**WHAT IS REQUIRED:**
According to the article about the OSHA penalty, how much did OSHA fine the railcar company on December 4?

**SOURCE DOCUMENT:**
* * * *

Posted on January 06, 2020 by
Lauren Scott
On December 4, OSHA fined a railcar company $551,226 due to confined space safety violations that led to the death of an employee in Pittston, Pennsylvania.
The employee was performing maintenance on a railcar containing crude oil sludge in May 2019 when he asphyxiated. As a result, OSHA cited the company for
four willful and three serious violations for failing to protect employees from the hazards of entering permit-required confined spaces and inadequate respiratory protection procedures.
OSHA also placed the company in its
Severe Violator Enforcement Program, reserved for employers who demonstrate indifference to their OSH Act obligations by “willful, repeated, or failure-to-abate violations.”
What is OSHA's Severe Violator Enforcement Program?
To be considered for the Severe Violator Enforcement Program, an inspection must meet one or more of the following criteria:
- A fatality/catastrophe inspection in which OSHA finds one or more willful or repeated violations or failure-to-abate notices based on a serious violation related to a death of an employee or three or more hospitalizations.

* * * *

**DATASET CONTENT:**
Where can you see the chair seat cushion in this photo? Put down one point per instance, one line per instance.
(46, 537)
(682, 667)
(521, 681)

* * * *

**RESPONSE TO THIS TASK:**
$551,226